Problem description:
Filter this material down to the lines that hold "below", copying each one.

Start of Input material

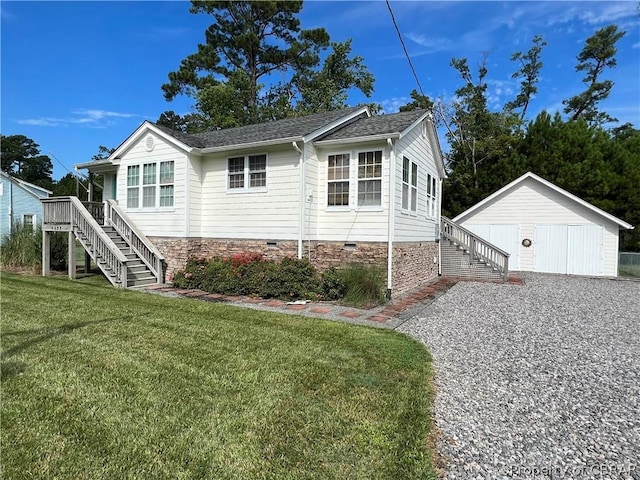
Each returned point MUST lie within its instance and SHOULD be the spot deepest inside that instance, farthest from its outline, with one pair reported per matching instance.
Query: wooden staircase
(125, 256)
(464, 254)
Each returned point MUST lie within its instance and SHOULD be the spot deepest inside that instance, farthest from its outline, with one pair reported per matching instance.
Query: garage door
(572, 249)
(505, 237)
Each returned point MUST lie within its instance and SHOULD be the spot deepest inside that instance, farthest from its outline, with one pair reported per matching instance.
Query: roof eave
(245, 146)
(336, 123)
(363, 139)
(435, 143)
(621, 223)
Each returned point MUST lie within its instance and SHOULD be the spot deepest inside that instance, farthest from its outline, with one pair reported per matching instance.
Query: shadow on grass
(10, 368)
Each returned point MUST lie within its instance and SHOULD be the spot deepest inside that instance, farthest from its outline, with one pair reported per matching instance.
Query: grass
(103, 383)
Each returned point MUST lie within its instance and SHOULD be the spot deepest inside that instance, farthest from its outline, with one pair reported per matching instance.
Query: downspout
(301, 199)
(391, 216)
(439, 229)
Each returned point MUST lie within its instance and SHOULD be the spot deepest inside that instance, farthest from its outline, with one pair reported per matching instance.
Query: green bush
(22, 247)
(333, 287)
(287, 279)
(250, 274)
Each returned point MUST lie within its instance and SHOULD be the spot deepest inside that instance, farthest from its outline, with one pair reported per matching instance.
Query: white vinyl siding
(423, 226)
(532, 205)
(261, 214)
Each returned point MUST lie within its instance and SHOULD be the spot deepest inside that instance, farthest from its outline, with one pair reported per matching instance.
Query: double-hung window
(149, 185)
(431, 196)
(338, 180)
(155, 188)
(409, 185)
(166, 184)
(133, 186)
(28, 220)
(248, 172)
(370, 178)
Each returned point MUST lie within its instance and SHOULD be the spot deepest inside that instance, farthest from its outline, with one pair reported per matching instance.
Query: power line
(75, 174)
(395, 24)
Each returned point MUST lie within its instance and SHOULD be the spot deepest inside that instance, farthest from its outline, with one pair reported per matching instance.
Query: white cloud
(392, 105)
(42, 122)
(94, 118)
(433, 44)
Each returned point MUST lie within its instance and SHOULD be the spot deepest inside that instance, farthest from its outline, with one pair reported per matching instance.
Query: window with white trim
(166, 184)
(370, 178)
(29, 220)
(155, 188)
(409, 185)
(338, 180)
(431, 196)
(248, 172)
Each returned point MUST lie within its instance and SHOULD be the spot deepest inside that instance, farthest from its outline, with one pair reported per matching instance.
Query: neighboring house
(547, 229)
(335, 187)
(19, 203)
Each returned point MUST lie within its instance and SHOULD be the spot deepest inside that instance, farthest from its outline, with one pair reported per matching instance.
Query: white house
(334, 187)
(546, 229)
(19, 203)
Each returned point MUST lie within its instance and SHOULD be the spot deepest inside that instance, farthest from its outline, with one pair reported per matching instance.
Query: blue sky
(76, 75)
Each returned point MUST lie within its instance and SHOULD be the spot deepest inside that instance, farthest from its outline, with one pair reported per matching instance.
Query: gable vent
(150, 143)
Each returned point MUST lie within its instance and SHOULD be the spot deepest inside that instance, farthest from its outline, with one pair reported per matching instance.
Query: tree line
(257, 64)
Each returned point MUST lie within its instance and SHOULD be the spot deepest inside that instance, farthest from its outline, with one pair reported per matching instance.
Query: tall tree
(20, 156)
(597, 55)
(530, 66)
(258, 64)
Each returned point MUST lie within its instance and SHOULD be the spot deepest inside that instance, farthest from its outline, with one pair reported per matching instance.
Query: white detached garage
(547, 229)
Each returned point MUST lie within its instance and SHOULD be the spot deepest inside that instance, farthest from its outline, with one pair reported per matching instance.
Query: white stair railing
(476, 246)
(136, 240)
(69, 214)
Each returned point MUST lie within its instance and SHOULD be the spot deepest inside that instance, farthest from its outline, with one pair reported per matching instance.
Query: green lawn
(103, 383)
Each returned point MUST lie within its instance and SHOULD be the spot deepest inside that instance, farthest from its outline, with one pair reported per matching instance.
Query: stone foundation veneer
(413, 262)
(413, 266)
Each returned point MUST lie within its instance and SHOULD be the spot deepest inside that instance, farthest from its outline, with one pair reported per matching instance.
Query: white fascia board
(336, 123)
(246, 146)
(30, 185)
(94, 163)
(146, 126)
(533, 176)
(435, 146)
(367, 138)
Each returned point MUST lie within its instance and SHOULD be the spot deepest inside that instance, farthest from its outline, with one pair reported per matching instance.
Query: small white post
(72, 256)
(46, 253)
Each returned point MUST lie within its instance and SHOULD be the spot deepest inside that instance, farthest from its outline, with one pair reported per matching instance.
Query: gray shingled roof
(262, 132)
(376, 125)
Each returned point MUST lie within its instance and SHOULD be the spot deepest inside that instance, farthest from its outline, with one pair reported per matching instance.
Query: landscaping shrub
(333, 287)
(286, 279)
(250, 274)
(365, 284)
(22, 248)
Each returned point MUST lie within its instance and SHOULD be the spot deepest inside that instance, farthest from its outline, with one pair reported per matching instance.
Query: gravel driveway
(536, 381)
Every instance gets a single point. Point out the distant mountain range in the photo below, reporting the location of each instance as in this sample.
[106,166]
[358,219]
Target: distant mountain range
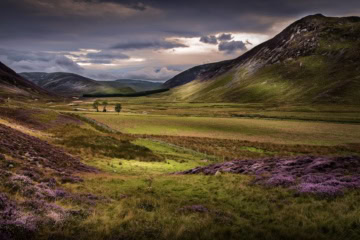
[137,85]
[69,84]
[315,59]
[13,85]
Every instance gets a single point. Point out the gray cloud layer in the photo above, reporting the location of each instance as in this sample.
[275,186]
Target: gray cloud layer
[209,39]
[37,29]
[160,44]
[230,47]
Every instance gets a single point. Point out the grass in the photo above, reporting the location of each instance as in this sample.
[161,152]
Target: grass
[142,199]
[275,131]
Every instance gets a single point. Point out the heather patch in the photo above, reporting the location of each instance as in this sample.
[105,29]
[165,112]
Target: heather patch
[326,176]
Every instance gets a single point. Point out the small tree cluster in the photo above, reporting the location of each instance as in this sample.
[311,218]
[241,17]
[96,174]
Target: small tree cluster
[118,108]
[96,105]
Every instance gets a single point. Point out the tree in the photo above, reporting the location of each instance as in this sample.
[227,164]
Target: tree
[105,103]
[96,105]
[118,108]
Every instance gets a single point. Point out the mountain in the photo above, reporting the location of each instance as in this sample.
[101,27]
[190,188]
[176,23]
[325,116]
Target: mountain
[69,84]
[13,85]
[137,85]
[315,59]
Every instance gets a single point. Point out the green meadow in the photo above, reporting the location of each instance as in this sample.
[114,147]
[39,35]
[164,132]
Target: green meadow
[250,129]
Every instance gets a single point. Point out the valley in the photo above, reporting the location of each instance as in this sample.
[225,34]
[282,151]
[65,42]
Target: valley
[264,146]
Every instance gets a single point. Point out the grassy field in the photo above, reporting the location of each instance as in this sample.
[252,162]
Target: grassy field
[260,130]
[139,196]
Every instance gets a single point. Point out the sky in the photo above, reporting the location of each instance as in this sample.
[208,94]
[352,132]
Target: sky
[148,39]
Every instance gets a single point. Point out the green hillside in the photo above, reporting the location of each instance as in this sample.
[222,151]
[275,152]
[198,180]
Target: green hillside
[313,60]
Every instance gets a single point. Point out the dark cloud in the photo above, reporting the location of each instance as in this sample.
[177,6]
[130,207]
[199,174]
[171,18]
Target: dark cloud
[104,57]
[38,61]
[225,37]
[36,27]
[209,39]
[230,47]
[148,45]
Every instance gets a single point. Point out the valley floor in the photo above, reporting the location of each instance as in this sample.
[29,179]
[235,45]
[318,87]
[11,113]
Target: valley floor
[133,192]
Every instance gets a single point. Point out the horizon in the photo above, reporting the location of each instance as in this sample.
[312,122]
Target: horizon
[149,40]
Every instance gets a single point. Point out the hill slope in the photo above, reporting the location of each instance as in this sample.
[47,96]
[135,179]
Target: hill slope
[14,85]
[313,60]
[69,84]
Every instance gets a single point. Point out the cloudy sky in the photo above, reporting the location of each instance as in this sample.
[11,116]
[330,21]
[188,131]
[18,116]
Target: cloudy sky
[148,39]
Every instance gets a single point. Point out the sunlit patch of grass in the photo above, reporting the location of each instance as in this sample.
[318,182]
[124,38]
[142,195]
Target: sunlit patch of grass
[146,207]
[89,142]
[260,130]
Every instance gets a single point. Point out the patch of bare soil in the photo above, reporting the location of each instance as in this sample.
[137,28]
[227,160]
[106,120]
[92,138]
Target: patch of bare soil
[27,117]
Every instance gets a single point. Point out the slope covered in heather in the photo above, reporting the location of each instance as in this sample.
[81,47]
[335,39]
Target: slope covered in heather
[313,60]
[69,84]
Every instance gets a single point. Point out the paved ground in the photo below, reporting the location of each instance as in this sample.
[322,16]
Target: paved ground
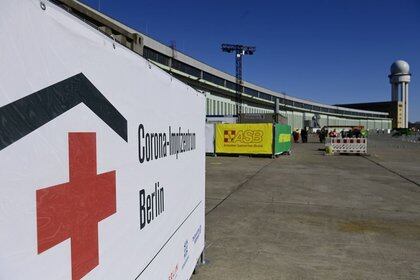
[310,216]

End of Input material

Solution to the exercise:
Every instance gets a single point. Point out the distant mountain range in the photo below, reporting the location of each instance as in this sample.
Every instance gets a single point. Point out the paved ground in the photo below, reporting the location of each instance as in this sample.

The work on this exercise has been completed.